Source records:

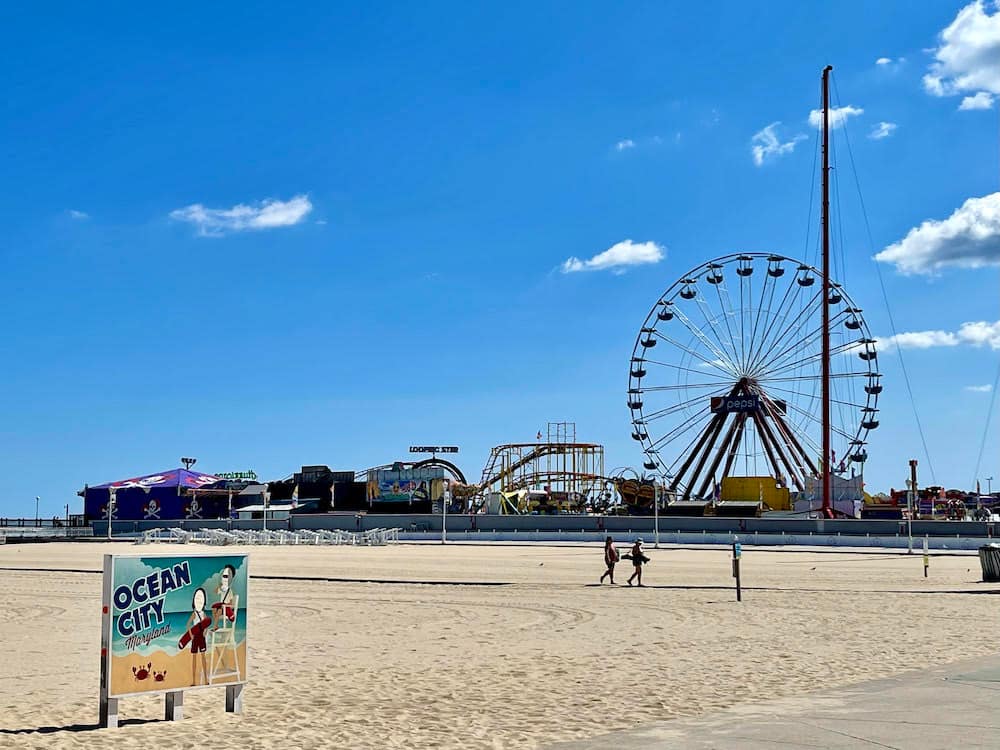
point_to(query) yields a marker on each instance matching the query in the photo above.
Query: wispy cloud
(980, 100)
(765, 145)
(967, 59)
(617, 257)
(969, 238)
(978, 333)
(268, 214)
(838, 115)
(882, 130)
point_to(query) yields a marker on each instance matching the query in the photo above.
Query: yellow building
(755, 489)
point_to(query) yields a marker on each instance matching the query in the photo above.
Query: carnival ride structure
(755, 364)
(569, 472)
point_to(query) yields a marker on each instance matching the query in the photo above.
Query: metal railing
(370, 538)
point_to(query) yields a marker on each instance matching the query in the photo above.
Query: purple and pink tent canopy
(172, 478)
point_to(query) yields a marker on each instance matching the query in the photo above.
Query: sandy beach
(488, 646)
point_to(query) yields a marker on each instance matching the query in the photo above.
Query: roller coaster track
(500, 475)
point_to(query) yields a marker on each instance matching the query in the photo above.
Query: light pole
(445, 497)
(656, 515)
(112, 499)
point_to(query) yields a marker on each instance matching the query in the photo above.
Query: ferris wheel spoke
(797, 345)
(743, 334)
(817, 420)
(784, 304)
(710, 319)
(700, 335)
(672, 409)
(784, 328)
(679, 386)
(676, 432)
(717, 365)
(701, 371)
(760, 309)
(726, 311)
(814, 396)
(681, 457)
(810, 358)
(814, 376)
(785, 335)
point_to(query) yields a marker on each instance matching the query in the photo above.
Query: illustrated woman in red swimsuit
(225, 594)
(196, 625)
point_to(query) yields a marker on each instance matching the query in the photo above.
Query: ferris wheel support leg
(730, 443)
(793, 472)
(709, 436)
(794, 445)
(766, 440)
(731, 459)
(702, 453)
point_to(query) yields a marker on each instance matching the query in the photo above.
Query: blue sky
(429, 171)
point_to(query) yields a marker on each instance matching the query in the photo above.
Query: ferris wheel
(726, 376)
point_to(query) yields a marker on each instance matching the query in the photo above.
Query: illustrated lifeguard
(197, 624)
(224, 607)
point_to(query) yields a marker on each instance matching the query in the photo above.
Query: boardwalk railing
(370, 538)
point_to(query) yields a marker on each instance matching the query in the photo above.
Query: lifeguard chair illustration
(223, 657)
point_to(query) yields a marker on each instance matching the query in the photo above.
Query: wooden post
(234, 699)
(737, 552)
(108, 707)
(174, 705)
(109, 713)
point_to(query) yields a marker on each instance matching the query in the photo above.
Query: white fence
(370, 538)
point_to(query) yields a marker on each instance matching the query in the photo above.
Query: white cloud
(617, 257)
(268, 214)
(765, 144)
(968, 56)
(882, 130)
(838, 116)
(978, 333)
(917, 340)
(981, 100)
(969, 238)
(981, 333)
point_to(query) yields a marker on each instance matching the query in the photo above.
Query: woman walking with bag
(638, 559)
(610, 558)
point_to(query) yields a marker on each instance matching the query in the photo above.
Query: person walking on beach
(637, 561)
(610, 558)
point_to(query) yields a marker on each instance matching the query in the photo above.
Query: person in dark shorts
(610, 558)
(638, 559)
(196, 626)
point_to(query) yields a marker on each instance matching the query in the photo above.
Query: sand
(544, 655)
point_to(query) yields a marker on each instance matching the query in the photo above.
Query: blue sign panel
(735, 404)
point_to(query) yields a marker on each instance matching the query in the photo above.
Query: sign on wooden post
(172, 623)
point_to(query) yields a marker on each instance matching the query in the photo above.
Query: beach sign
(172, 623)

(Exercise brief): Every line in the data above needs to be given again exactly, pictures aside.

(Answer below):
point_to(query) yields a marker on each instance matching the query in the photo above.
Query: wispy cloud
(980, 100)
(765, 145)
(967, 59)
(617, 257)
(969, 238)
(978, 333)
(268, 214)
(838, 115)
(882, 130)
point_to(query) yields a marker on each instance matching the query in the photo above.
Query: yellow building
(755, 489)
point_to(query) yields a marker on each instance matching the query in the photo above.
Query: carnival ride structure
(755, 364)
(569, 472)
point_to(query) yields a marker on each instance matching the query in the photo above.
Query: metal railing
(370, 538)
point_to(query) yields a marker on each instance matching the query in the photo above.
Query: purple and pink tent canopy
(172, 478)
point_to(query) yields a marker on each instance matching the query in the photo above.
Query: sandy beach
(488, 646)
point_to(query) yields a marker on each instance matching the query in the photo above.
Query: roller coaster track
(500, 475)
point_to(query) yields a marker on each instance matching the query in the photo above.
Query: light pole
(445, 497)
(656, 515)
(112, 499)
point_to(query) yields a marker on each instance matching the query in the photo above.
Query: ferris wheel spoke
(797, 345)
(743, 334)
(817, 420)
(784, 304)
(710, 319)
(700, 335)
(672, 409)
(784, 328)
(679, 386)
(676, 432)
(717, 365)
(701, 371)
(760, 309)
(726, 311)
(814, 396)
(681, 457)
(810, 358)
(814, 376)
(785, 335)
point_to(query) yields a marker on each instance matching the query in the photo above.
Query: illustrated woman in red swimsuit
(225, 594)
(196, 625)
point_to(query) yields a marker on each instance matching the query in the photo above.
Query: ferris wheel support leg
(730, 443)
(793, 472)
(709, 436)
(794, 445)
(766, 440)
(731, 459)
(702, 453)
point_to(query) yields a marker on each instance matching the query in the photo above.
Query: blue sky
(429, 171)
point_to(query) yields a marker on each instance matching the query in the photo above.
Query: ferris wheel
(726, 376)
point_to(query) yields a marker on each instance matching the query in the photo above.
Query: illustrated lifeguard
(197, 624)
(224, 607)
point_to(query) yields a marker on each instance matching the query in the photo above.
Query: boardwalk railing
(370, 538)
point_to(query) yields a marker on each instance matching the query in the photo above.
Query: lifeguard chair illustration
(223, 657)
point_to(query) yields a marker on each instance matching the query in the photo above.
Query: wooden post
(234, 699)
(737, 552)
(108, 707)
(174, 705)
(109, 713)
point_to(query) yields a marker on each instance matching the query in the photo above.
Query: white fence
(370, 538)
point_to(query) yields a marker on each instance matching the query in the photo above.
Query: white cloud
(617, 257)
(268, 214)
(765, 144)
(968, 56)
(882, 130)
(838, 116)
(978, 333)
(917, 340)
(981, 100)
(969, 238)
(981, 333)
point_to(query) yields a marker on each instance matching the query in the photo above.
Query: woman walking with bag
(638, 559)
(610, 558)
point_to(query) yields a marker on each instance matching the query in the photo above.
Query: person walking on beach
(637, 561)
(610, 558)
point_to(query) yields a marker on each instance matching the query in the photo above.
Query: person in dark shorts
(610, 558)
(638, 559)
(196, 626)
point_to(query) yields a marker on each instance matching the query in the photo above.
Query: sand
(544, 655)
point_to(query) yields a marker on each instance matching the query in the photo above.
Query: blue sign panel
(735, 404)
point_to(query) yields a marker on each instance matching the query in the photo above.
Query: sign on wooden post
(172, 623)
point_to(query) yields a marker on each instance matching the query in the photo above.
Query: beach sign
(172, 623)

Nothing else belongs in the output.